El domingo veintiséis de junio de 1541, mientras cenaba con unos invitados, un grupo de Almagristas, consigue forzar la entrada al palacio tomando a Pizarro totalmente desprevenido, que una vez recuperado de la sorpresa, hecho mano a la espada como en sus mejores tiempos, y aún consiguió mantener a reya a aquellas gentes mientras le aguantaron las fuerzas. Finalmente, una estocada en el cuello asestada por un tal Barragán le derribó a tierra, mientras un cántaro que el sicario estrello contra su cara remató la faena. Almagro “El Mozo” había vengado la muerte de su padre.

Un matrimonio de Trujillo consiguió envolver el cuerpo examine del conquistador y amortajarle con habito de Santiago. Pizarro fue enterrado en el mismo patio de los naranjos del palacio, mientras por las calles de Lima la venganza se extendía entre los íntimos del conquistador.
Es Lima la capital de La Republica del Perú, situada en la costa central del país, a orillas del Océano Pacifico, conformando una popular área urbana conocida como Lima Metropolitana que cuenta con más de 9 millones de habitantes.

- [Material proporcionado]:
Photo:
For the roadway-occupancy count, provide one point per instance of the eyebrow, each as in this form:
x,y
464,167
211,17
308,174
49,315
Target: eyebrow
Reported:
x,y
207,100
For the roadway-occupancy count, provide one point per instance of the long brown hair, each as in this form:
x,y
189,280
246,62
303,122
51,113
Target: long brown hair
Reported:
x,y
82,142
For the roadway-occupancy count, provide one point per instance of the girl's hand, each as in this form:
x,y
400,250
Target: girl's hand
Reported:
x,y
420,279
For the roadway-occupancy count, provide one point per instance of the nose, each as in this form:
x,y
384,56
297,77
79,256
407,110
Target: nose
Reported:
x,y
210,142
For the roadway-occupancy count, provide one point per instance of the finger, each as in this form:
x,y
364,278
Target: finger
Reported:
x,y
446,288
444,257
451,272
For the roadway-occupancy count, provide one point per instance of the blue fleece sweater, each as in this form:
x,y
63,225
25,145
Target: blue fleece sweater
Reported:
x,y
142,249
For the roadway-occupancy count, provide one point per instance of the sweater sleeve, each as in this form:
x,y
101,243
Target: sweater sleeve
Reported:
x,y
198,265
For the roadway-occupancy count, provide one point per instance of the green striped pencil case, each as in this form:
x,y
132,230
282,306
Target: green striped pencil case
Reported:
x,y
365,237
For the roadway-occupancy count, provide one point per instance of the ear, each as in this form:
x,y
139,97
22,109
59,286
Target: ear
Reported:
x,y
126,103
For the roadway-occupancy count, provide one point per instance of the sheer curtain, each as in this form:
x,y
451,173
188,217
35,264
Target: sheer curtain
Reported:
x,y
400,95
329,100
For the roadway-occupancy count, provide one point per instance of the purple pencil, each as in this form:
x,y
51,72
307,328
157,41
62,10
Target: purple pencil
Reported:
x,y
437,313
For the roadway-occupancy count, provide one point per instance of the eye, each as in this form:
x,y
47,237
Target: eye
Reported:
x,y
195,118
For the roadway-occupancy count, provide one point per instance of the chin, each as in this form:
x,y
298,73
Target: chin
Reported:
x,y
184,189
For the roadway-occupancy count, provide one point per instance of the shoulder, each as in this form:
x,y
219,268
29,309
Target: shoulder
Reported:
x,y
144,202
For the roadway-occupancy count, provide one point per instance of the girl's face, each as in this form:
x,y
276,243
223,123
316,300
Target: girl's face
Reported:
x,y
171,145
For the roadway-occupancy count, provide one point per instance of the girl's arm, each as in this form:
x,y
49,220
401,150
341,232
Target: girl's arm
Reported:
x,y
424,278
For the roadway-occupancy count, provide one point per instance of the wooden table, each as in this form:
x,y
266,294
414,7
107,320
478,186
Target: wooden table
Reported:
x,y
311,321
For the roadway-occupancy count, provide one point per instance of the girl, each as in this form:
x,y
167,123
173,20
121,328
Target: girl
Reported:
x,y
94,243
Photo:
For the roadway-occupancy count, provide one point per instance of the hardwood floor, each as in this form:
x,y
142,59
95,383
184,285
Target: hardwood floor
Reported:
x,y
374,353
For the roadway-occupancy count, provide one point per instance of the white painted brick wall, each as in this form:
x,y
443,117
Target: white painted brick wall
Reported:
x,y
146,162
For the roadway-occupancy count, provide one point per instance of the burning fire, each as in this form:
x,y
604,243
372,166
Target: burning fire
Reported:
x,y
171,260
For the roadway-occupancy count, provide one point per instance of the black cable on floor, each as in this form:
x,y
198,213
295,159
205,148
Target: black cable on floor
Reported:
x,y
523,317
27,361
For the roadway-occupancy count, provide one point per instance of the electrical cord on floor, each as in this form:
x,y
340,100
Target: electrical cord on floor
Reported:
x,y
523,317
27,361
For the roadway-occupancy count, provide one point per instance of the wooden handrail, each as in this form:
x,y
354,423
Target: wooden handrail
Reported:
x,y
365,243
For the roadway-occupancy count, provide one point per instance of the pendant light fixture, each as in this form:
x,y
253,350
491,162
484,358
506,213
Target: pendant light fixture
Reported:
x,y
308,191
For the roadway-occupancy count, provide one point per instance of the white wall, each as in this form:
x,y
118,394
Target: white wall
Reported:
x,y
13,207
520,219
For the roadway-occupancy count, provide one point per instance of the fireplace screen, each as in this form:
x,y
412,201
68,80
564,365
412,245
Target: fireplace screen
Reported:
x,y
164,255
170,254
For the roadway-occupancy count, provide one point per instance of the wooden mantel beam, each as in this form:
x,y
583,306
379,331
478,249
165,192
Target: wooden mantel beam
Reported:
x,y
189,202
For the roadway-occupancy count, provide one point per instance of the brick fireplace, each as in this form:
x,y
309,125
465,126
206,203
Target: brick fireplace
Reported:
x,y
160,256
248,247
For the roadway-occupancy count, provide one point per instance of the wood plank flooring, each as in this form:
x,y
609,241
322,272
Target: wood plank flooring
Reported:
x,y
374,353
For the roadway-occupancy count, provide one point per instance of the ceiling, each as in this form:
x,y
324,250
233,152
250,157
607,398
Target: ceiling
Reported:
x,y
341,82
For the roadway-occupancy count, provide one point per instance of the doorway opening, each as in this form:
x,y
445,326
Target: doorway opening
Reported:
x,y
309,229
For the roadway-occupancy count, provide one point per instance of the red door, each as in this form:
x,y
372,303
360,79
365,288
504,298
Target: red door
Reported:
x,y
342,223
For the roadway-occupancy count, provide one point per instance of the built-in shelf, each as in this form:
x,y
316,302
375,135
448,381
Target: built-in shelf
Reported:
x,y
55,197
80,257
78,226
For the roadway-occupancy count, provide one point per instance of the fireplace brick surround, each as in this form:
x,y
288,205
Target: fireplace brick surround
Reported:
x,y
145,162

- [Tarea A]: Según el texto sobre la muerte de Pizarro, ¿dónde fue enterrado el conquistador?
- [Tarea B]: Transcribe del texto sobre la muerte de Pizarro el fragmento comprendido entre "Un matrimonio de" y "íntimos del conquistador.", ambos incluidos.
Usa únicamente el texto del documento.

- [Tu respuesta A]: En el patio de los naranjos del palacio.

- [Tu respuesta B]:
Un matrimonio de Trujillo consiguió envolver el cuerpo examine del conquistador y amortajarle con habito de Santiago. Pizarro fue enterrado en el mismo patio de los naranjos del palacio, mientras por las calles de Lima la venganza se extendía entre los íntimos del conquistador.